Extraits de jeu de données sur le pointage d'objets
▬▬▬▬▬▬▬▬▬▬

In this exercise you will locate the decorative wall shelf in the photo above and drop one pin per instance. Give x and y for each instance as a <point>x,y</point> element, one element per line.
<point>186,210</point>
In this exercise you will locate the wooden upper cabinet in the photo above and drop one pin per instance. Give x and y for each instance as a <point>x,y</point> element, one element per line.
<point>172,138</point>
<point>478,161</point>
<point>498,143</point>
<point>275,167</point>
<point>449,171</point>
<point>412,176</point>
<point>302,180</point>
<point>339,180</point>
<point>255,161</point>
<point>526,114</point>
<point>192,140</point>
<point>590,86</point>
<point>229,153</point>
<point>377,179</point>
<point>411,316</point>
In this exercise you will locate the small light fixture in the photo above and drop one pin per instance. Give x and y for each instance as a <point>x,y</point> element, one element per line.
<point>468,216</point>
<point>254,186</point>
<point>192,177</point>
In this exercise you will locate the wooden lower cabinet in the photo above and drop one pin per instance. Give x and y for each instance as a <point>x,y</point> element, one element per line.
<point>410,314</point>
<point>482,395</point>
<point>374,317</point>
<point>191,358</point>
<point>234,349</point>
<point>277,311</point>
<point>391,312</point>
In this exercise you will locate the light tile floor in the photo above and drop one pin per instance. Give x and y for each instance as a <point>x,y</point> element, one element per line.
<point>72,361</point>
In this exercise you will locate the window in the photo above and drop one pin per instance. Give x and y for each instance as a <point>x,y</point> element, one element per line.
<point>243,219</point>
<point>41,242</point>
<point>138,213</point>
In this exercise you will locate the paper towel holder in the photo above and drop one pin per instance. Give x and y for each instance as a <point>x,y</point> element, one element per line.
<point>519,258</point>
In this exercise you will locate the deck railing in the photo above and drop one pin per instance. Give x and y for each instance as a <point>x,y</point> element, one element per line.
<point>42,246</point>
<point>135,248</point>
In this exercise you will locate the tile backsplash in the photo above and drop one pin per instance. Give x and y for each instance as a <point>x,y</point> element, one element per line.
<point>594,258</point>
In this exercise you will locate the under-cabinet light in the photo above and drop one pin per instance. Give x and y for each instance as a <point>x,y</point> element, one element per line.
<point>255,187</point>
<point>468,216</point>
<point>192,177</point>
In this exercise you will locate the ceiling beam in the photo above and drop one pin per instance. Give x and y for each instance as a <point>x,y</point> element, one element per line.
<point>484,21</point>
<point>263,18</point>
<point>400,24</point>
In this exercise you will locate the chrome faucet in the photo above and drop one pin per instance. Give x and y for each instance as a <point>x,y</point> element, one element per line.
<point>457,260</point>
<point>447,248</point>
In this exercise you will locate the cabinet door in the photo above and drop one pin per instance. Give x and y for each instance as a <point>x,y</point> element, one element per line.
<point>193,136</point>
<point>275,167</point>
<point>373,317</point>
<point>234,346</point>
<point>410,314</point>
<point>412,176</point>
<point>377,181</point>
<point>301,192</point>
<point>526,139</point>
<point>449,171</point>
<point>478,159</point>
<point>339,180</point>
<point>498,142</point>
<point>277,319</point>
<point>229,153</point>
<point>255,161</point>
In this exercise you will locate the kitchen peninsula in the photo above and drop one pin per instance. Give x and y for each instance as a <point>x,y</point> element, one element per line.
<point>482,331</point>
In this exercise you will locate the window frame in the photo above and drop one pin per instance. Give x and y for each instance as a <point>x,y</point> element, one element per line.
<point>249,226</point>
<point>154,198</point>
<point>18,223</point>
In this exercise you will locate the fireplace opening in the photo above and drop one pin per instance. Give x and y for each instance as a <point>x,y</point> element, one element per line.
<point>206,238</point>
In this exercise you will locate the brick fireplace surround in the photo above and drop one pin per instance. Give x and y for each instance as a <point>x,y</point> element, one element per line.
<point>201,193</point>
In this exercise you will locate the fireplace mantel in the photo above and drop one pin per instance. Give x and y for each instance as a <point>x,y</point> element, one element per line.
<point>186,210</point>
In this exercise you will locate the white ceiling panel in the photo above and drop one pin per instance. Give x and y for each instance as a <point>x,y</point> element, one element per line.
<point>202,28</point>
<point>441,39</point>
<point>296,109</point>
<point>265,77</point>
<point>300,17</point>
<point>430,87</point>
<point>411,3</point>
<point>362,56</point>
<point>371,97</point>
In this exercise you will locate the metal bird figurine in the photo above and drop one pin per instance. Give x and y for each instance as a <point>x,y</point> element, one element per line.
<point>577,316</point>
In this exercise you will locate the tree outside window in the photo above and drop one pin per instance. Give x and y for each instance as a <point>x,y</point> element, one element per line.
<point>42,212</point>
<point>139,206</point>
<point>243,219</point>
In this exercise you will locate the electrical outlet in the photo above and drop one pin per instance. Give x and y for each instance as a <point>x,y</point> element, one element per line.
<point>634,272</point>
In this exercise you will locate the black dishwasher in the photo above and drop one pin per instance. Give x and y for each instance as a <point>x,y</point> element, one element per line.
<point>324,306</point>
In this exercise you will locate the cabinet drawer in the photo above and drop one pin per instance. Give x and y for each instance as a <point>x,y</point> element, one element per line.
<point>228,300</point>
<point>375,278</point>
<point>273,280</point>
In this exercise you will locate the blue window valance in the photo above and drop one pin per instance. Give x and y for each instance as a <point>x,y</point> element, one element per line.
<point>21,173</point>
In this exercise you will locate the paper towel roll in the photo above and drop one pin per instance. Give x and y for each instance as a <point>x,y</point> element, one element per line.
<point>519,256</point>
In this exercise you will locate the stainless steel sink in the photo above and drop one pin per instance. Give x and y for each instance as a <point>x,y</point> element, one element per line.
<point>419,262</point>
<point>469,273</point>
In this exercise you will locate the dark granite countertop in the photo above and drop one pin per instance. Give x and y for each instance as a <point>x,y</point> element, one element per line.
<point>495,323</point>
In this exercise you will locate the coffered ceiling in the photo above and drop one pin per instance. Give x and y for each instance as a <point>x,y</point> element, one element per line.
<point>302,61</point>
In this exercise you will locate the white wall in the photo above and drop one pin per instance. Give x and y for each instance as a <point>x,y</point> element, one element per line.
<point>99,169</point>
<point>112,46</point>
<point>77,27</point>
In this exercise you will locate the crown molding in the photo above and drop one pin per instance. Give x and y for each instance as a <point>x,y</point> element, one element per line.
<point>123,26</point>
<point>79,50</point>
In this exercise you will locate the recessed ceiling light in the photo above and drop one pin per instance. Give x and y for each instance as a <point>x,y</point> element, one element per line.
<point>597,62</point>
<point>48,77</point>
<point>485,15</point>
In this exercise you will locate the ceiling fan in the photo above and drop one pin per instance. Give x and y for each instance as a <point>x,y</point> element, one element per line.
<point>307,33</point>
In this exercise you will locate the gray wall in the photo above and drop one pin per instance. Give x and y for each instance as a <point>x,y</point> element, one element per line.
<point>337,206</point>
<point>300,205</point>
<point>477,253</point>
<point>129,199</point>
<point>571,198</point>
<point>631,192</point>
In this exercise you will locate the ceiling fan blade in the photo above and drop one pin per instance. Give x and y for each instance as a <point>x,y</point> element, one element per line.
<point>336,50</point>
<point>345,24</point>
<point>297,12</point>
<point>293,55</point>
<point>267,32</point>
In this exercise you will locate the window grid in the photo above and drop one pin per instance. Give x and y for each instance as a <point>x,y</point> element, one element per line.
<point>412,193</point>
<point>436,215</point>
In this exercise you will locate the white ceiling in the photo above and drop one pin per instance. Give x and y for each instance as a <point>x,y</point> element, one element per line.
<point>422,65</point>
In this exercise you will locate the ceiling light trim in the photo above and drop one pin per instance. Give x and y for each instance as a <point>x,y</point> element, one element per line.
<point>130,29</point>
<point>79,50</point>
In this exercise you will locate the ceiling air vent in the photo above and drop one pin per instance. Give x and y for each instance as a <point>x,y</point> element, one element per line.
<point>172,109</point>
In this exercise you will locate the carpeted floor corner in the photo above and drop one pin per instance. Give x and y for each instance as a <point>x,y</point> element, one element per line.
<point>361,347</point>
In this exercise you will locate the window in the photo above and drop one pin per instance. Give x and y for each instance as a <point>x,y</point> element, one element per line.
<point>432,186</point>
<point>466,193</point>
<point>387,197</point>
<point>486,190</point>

▬▬▬▬▬▬▬▬▬▬

• VOS CONSIGNES
Recopiez à l'identique, s'il vous plaît, les lignes des enregistrements à partir de celle qui contient « In this exercise you will locate the white ceiling in », jusqu'à la fin des enregistrements incluse.

• TÂCHE ACCOMPLIE
In this exercise you will locate the white ceiling in the photo above and drop one pin per instance. Give x and y for each instance as a <point>x,y</point> element, one element per line.
<point>422,65</point>
In this exercise you will locate the ceiling light trim in the photo above and drop one pin per instance. Give x and y for each instance as a <point>x,y</point> element, one element per line.
<point>130,29</point>
<point>79,50</point>
In this exercise you will locate the ceiling air vent in the photo above and drop one pin per instance. Give x and y for each instance as a <point>x,y</point> element, one element per line.
<point>172,109</point>
In this exercise you will locate the carpeted floor corner in the photo above and drop one pin per instance. Give x and y for each instance as a <point>x,y</point> element, one element per line.
<point>361,347</point>
In this exercise you will locate the window in the photo above and drop one pin per instance. Give x and y for each instance as a <point>x,y</point> element, one element per line.
<point>432,186</point>
<point>466,193</point>
<point>387,197</point>
<point>486,190</point>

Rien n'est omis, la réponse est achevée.